*Task requirements*
Give back the records below exactly, every one, with no pictures.
==*==
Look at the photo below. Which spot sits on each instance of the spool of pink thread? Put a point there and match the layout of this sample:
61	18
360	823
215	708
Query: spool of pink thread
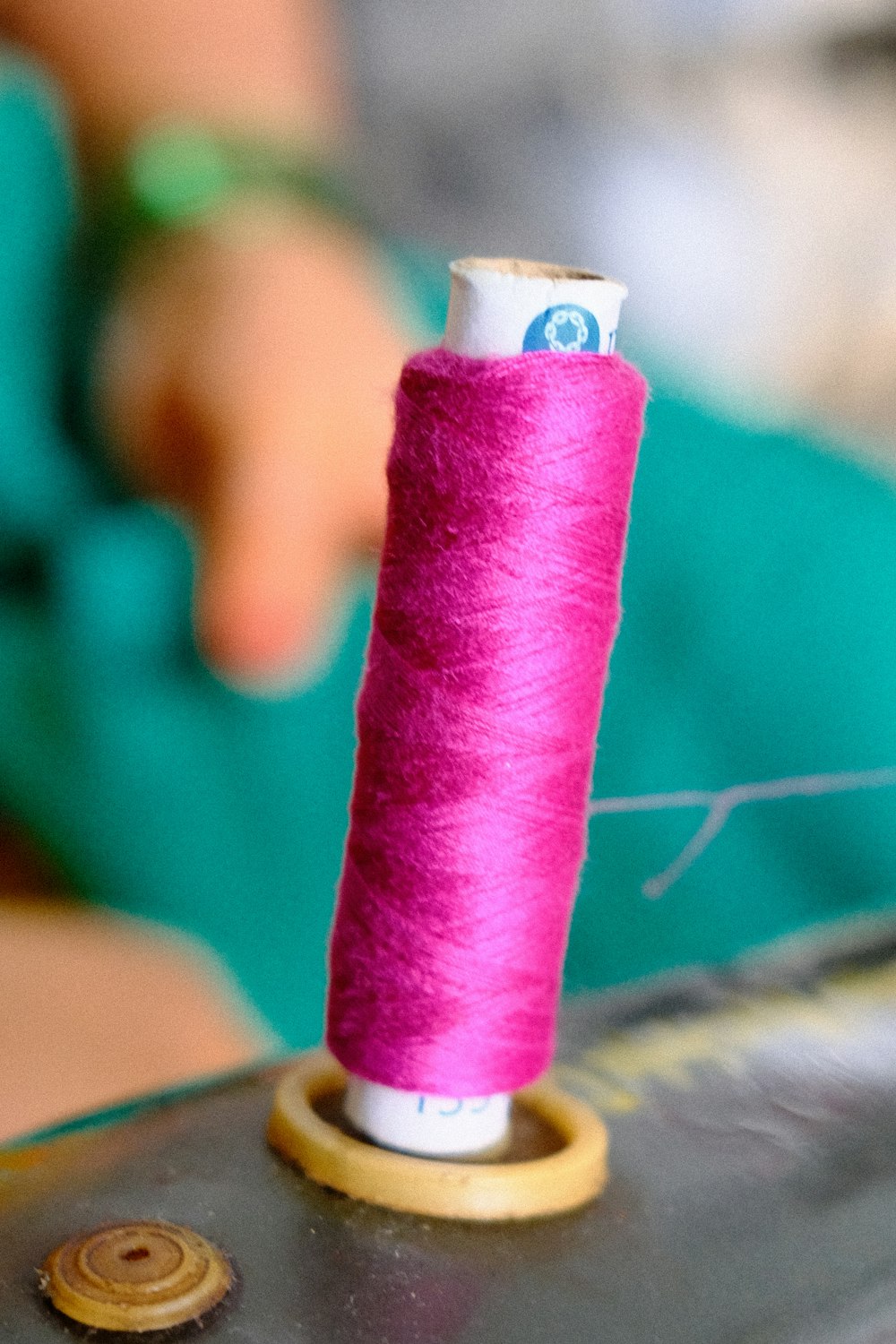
==*==
*Exercise result*
Look at the photo below. Which spot sits on each instance of the spool of pink thread? Put a point there and match the layout of this sample:
61	18
360	823
215	708
Query: spool of pink thread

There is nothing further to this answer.